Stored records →
________________
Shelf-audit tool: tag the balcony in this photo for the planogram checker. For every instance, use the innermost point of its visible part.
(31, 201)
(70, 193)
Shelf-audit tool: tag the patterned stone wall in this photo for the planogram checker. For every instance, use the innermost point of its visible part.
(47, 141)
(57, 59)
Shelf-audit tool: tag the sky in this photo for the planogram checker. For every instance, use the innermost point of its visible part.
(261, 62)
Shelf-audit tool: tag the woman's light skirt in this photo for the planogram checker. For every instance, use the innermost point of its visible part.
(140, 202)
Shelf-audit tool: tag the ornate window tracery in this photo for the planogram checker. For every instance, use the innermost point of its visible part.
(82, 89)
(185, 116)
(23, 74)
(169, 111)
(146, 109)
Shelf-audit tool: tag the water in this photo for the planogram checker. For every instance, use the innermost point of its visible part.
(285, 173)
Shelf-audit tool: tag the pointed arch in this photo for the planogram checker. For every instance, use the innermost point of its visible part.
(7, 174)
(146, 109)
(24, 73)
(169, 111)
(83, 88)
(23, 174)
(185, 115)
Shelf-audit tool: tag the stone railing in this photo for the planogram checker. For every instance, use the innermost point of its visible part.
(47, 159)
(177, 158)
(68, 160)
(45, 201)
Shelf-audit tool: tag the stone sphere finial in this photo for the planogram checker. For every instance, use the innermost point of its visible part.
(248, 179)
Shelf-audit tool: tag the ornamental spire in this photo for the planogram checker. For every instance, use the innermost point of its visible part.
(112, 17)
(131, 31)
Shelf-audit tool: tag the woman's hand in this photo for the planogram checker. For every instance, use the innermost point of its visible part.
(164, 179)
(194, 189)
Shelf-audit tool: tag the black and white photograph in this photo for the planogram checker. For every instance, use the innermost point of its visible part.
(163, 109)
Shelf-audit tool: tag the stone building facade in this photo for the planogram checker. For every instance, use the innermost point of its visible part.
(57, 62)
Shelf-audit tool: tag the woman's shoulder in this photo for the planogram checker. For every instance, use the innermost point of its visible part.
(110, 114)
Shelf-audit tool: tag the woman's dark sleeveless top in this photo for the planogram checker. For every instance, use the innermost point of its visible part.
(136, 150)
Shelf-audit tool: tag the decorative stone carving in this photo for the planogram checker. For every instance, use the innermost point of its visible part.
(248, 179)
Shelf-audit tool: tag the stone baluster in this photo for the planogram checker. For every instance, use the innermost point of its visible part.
________________
Brief →
Each line above is to be restated exactly.

Answer space →
Shelf-audit tool: tag the balcony in this photo for the planogram checker. For every instance, use the innermost point of its visible part.
(31, 201)
(70, 193)
Shelf-audit tool: tag the patterned stone wall in this photo for the planogram checker. For every instance, use the innermost point of its visible part.
(47, 141)
(57, 59)
Shelf-audit tool: tag the sky in this photo for the planogram checker. For every instance, use the innermost point of its visible part.
(261, 62)
Shelf-audit tool: tag the woman's light skirt in this photo for the planogram checker. For every instance, use the innermost point of its visible part.
(140, 202)
Shelf-audit tool: tag the ornate window tracery in this photo for the planogram checker. For every instance, use the innermost point of its visible part.
(82, 89)
(185, 116)
(23, 74)
(169, 111)
(146, 109)
Shelf-audit tool: tag the water in this photo for the planogram checker. For every instance, use the innermost point of its visible part.
(285, 173)
Shelf-audit tool: tag the pointed arch in this photo for the planogram checker. For every instance, use the innermost point of its visible part.
(7, 174)
(146, 109)
(24, 73)
(169, 111)
(83, 88)
(23, 174)
(185, 115)
Shelf-audit tool: tag the stone railing in this photo for the planogram checker. For every instance, use the innermost point of its visible part.
(47, 159)
(177, 158)
(68, 160)
(45, 201)
Shelf-audit tool: tag the stone sphere finial in this photo for the planogram checker. For every instance, use the innermost point of its visible part.
(248, 179)
Shelf-audit tool: tag the ornamental spire in this photo for the planogram checker. For every instance, use the innermost point of its visible part.
(112, 17)
(131, 31)
Shelf-audit tool: tag the woman's hand in this photo for the planogram checker. For every instance, use the innermost point of its visible part.
(164, 179)
(194, 189)
Shelf-audit tool: tag the black and white photograph in this photo for the planogram checker. For every instance, use the innermost point of its visible part.
(163, 109)
Shelf-audit tool: tag the stone building facade in this photo for the planogram checker. For every instance, use the innermost point of its visible part.
(57, 62)
Shelf-audit tool: tag the woman's shoulder in this photo for the planogram checker. For every instance, use the innermost point of its visible part.
(110, 114)
Shelf-audit tool: tag the woman's dark sleeveless top in this photo for the planogram checker. For every instance, use the innermost point of its visible part.
(136, 150)
Shelf-audit tool: tag the decorative stone carving in this photo for the planogram checker. For every instance, use the innermost point of its visible part.
(248, 179)
Shelf-audit tool: tag the stone baluster in this photo for the planogram checker. For every instance, use the innermost point of its visible part.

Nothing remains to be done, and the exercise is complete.